** Begin **

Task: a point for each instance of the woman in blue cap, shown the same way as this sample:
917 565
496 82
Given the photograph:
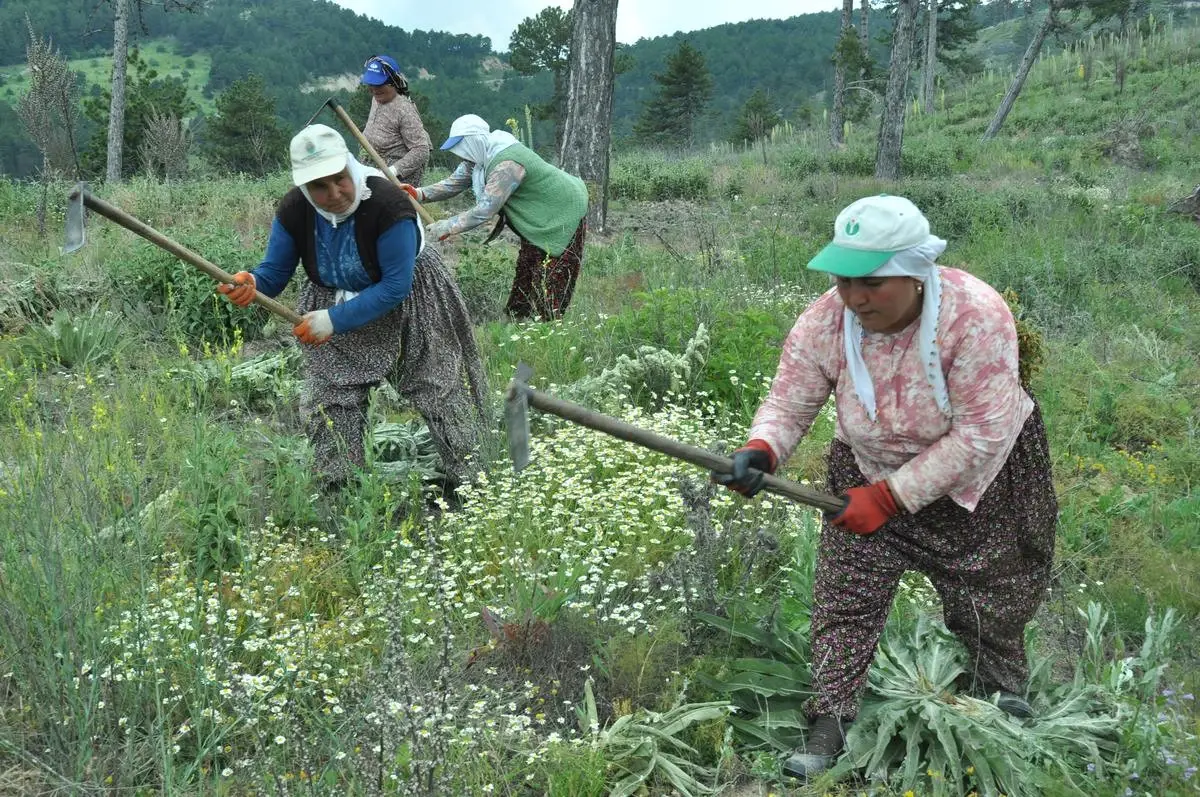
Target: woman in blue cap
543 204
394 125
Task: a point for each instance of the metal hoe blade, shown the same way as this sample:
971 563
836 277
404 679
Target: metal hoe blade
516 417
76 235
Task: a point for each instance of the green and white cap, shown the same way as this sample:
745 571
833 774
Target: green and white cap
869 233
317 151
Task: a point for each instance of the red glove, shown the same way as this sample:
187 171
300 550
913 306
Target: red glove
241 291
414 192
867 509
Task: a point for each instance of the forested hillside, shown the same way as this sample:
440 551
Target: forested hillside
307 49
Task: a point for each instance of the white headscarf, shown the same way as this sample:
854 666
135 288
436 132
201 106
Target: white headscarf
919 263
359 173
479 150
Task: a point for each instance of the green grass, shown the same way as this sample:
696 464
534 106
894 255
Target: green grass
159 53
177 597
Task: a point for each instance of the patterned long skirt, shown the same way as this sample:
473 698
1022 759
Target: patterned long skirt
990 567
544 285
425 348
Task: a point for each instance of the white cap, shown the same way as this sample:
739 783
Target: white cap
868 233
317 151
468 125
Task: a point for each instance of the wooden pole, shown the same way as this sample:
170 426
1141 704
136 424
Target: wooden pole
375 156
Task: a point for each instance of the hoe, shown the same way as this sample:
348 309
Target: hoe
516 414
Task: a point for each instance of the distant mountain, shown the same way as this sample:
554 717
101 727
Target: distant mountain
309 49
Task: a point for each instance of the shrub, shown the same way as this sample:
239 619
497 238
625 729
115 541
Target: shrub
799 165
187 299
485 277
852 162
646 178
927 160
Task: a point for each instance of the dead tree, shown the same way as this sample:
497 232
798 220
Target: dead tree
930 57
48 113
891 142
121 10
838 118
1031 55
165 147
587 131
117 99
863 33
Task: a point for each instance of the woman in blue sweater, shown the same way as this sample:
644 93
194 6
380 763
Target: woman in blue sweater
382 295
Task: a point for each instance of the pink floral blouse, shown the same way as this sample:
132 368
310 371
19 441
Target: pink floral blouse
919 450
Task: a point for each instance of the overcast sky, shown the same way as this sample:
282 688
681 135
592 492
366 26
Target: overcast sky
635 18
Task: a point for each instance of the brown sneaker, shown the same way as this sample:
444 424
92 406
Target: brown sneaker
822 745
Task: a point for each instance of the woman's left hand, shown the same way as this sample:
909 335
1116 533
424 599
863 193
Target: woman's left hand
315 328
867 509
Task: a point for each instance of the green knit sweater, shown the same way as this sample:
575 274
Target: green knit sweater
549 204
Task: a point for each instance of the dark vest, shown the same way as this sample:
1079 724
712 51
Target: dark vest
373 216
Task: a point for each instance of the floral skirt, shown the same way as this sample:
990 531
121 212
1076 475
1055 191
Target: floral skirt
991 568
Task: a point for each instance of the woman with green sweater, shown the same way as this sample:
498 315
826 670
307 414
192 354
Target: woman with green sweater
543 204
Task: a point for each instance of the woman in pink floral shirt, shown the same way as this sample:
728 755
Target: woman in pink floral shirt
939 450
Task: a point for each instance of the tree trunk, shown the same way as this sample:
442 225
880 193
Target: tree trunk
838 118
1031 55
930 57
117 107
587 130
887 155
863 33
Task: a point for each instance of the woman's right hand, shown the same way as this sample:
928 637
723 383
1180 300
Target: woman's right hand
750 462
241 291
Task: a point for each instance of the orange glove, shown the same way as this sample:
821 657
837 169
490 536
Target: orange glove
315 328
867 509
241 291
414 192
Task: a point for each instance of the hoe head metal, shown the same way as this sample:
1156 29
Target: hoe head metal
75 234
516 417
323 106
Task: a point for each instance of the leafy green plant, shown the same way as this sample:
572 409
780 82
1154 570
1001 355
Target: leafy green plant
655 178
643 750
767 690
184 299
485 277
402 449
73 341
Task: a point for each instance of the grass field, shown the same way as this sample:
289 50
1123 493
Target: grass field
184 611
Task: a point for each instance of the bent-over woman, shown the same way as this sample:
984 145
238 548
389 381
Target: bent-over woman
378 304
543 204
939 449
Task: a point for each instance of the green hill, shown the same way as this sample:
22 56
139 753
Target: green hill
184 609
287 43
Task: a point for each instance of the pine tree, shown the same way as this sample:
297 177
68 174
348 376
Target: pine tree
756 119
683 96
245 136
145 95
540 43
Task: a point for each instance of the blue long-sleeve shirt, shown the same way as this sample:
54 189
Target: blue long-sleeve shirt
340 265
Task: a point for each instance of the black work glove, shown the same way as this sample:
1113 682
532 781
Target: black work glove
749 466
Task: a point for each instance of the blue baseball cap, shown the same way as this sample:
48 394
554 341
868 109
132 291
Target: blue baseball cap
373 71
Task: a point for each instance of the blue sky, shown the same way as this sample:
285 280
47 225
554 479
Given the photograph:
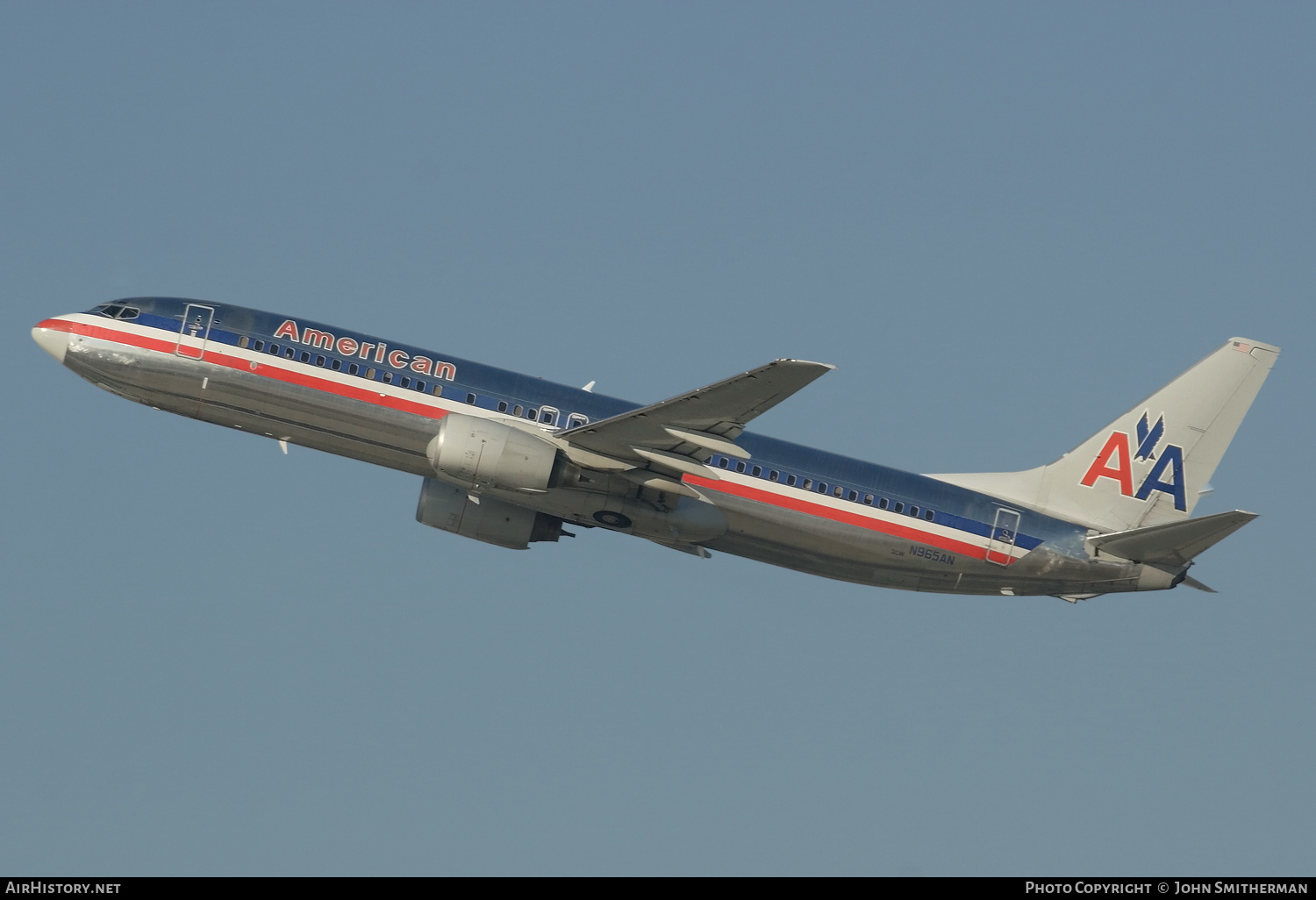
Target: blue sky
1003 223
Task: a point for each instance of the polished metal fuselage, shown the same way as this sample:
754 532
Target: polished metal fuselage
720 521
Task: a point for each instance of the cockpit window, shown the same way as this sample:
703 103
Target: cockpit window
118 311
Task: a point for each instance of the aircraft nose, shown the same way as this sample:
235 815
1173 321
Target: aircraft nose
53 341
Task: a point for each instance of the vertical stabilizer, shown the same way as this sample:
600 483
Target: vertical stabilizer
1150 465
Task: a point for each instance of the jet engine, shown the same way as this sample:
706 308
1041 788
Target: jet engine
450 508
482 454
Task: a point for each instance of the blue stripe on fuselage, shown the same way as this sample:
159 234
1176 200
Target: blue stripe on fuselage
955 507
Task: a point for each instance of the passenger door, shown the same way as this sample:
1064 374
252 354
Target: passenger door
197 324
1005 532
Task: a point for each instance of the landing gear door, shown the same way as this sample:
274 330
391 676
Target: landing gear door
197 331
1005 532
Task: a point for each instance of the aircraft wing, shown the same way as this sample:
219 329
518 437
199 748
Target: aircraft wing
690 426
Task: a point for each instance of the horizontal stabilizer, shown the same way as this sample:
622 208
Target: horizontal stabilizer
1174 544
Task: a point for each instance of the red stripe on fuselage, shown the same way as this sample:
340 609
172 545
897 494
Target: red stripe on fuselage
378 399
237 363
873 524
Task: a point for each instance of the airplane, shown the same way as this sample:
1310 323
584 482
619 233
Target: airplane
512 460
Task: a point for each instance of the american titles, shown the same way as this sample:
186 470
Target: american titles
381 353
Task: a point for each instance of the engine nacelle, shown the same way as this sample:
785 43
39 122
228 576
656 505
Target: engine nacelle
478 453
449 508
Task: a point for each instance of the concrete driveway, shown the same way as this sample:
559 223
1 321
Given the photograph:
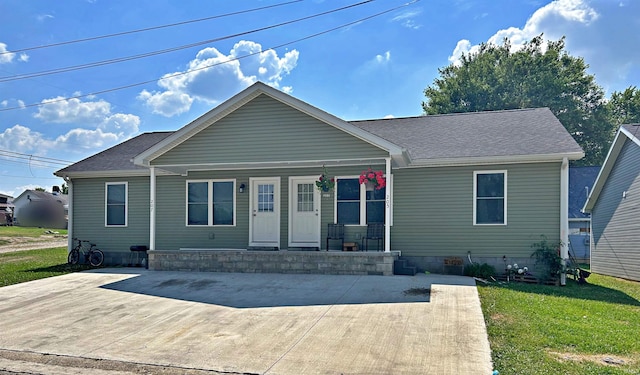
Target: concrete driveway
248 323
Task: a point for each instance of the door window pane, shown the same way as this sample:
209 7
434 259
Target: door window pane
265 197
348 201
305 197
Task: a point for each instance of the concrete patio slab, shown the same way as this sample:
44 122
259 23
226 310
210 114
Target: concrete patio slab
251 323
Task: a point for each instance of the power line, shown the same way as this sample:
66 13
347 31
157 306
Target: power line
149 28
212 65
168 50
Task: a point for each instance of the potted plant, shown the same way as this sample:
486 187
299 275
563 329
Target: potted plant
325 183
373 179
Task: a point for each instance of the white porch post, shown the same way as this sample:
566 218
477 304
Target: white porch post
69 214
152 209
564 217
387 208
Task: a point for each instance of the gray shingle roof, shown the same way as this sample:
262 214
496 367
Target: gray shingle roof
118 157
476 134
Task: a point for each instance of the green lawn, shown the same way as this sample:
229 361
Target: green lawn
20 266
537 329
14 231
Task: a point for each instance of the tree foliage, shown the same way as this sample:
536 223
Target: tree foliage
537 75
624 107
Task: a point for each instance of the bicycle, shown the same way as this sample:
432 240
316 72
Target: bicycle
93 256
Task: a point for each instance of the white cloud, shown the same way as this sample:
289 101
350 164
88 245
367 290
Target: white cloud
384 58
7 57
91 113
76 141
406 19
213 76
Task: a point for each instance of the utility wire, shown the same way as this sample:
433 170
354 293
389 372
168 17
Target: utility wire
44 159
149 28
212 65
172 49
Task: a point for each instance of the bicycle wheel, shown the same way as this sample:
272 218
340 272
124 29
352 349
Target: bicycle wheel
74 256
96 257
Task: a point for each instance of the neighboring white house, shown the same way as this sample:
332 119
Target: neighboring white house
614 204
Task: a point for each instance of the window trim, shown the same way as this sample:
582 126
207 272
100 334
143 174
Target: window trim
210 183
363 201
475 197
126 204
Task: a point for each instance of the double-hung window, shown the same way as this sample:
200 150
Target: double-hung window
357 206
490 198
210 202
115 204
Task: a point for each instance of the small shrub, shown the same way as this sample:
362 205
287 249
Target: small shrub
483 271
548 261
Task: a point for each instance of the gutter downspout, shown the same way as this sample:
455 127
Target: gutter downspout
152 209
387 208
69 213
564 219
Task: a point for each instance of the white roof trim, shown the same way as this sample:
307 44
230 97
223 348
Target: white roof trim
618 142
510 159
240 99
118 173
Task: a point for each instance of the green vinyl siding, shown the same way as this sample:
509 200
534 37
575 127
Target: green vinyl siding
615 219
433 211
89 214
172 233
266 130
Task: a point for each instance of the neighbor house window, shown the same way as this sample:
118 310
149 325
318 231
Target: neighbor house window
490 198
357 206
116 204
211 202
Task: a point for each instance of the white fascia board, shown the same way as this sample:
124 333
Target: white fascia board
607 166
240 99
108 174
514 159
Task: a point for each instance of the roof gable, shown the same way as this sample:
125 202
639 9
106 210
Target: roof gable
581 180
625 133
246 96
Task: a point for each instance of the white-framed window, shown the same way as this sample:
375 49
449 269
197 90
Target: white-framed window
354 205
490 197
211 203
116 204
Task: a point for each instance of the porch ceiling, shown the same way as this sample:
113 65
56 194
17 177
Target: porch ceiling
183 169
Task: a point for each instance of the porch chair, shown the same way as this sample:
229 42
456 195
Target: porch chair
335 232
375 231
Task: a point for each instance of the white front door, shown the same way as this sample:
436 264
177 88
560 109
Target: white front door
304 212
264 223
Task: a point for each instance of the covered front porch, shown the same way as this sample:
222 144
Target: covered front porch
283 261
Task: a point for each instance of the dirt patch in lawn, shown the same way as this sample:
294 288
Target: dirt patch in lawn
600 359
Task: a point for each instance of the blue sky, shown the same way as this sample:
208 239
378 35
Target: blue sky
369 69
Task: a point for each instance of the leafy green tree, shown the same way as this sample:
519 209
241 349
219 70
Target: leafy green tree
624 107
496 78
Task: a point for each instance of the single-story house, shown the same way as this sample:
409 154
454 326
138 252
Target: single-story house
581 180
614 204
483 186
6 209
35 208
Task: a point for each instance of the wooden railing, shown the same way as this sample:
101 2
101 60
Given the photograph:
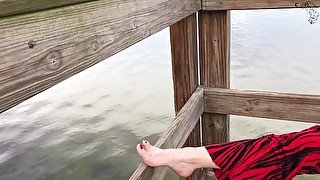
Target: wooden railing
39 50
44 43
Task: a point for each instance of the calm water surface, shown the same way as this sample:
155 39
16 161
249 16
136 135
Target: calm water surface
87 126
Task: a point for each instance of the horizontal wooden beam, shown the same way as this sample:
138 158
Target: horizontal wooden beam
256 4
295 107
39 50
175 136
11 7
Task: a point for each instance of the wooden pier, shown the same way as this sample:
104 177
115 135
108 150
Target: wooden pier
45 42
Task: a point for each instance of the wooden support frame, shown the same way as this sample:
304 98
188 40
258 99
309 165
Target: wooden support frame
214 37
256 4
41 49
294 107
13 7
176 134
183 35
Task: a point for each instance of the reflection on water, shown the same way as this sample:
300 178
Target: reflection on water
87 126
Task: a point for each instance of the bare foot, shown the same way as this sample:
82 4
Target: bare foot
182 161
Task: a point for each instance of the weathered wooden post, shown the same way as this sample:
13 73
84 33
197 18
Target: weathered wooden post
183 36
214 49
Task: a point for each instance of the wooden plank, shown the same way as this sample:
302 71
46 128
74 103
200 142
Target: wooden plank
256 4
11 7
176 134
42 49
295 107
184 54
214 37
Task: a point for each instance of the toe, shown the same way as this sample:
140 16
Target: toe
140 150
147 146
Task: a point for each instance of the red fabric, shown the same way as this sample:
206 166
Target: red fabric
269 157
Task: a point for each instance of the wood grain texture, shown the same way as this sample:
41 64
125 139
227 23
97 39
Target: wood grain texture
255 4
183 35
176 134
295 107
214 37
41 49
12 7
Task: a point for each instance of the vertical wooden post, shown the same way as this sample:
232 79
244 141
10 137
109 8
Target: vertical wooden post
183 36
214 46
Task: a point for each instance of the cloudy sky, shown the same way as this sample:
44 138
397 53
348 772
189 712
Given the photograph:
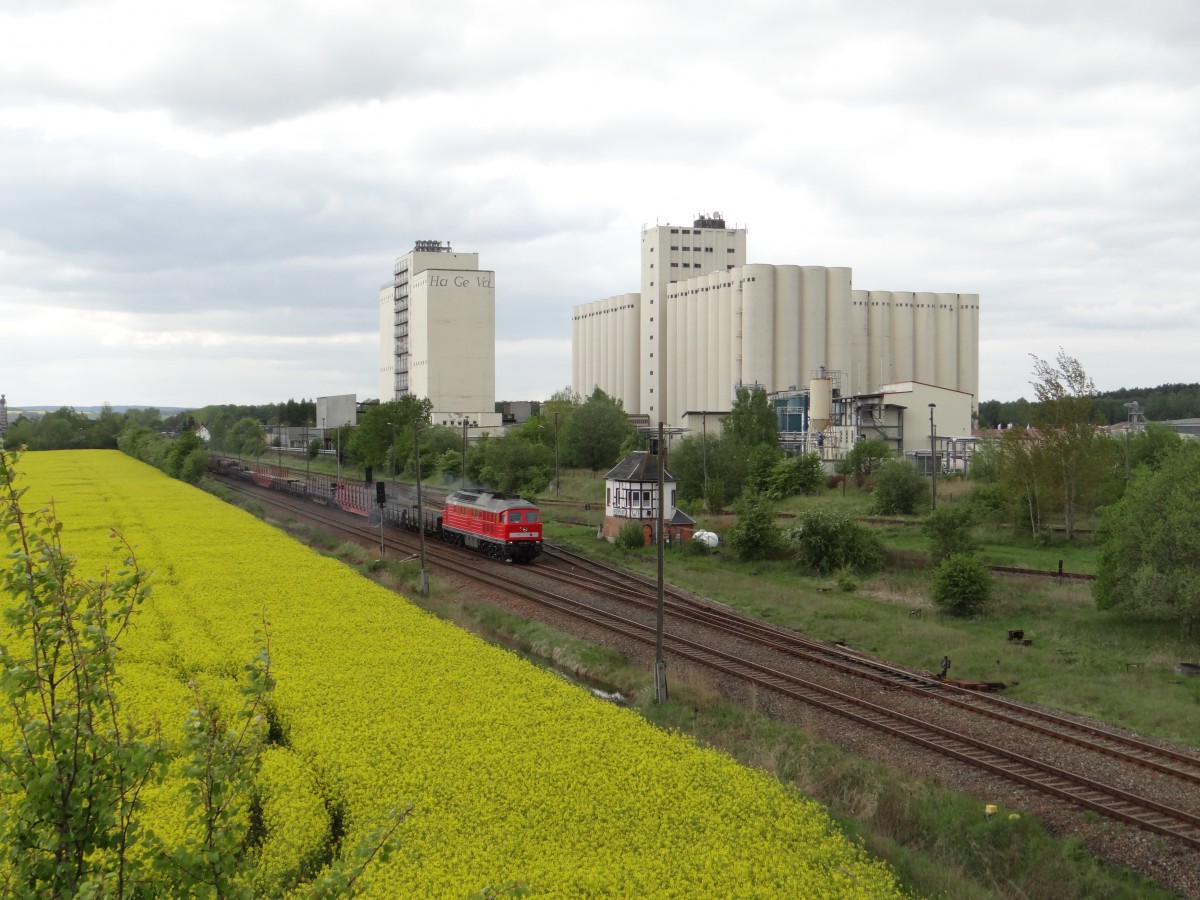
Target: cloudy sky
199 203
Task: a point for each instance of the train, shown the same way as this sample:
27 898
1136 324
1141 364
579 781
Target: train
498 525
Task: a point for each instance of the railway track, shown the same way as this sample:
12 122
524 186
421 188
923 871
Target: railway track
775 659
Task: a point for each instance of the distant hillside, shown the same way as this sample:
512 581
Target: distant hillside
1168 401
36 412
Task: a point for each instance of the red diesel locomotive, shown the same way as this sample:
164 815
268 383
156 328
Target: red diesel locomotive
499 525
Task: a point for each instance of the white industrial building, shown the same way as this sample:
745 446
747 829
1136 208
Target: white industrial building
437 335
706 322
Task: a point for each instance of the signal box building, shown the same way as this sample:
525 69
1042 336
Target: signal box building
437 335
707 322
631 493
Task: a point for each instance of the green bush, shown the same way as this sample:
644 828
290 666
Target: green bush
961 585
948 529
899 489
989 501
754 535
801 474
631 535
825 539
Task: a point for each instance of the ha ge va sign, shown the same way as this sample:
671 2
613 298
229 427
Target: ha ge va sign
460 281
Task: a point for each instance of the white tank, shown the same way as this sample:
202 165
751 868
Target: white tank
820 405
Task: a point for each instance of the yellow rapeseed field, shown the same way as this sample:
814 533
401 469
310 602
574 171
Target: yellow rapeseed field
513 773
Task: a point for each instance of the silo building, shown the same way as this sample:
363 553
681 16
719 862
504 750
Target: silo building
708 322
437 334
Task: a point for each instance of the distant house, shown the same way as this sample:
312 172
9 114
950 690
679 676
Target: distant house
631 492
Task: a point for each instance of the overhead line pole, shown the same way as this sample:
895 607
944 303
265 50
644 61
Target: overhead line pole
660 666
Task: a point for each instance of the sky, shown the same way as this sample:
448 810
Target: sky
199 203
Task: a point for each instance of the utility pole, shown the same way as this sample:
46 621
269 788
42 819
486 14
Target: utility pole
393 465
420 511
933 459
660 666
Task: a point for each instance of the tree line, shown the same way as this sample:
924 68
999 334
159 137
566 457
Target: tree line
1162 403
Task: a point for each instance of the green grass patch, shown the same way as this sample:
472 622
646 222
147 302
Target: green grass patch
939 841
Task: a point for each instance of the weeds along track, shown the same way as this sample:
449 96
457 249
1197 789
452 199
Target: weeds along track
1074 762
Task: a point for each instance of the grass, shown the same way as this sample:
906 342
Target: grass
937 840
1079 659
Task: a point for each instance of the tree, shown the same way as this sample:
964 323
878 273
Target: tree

** End **

• Stated task
Quote verbatim the line containing "Task: a point for each instance of the utility pole, shown" and every line after it through the end of the records above.

• Answer for this exercise
Task: a point for each instance of the utility pole, shown the same way as this sample:
46 621
269 788
42 819
486 14
Target: utility pole
393 465
420 511
933 459
660 666
Task: a point for each instance of the tree line, shown the same way as this sample:
924 68
999 334
159 137
566 457
Target: tree line
1162 403
Task: a point for each instance of the green grass patch, shown the same way as this sample:
472 622
646 222
147 302
Target: green grass patch
939 841
Task: a point for each instance of the weeds along track, shown the same way as this sample:
449 96
457 249
1197 789
452 199
Target: weeds along track
1074 762
Task: a point for each instance of the grass, shown the same way as this sample:
906 342
Target: grass
937 840
1079 659
Task: a point for each instance of the tree, shown the same way as this sample:
964 323
878 273
Target: tree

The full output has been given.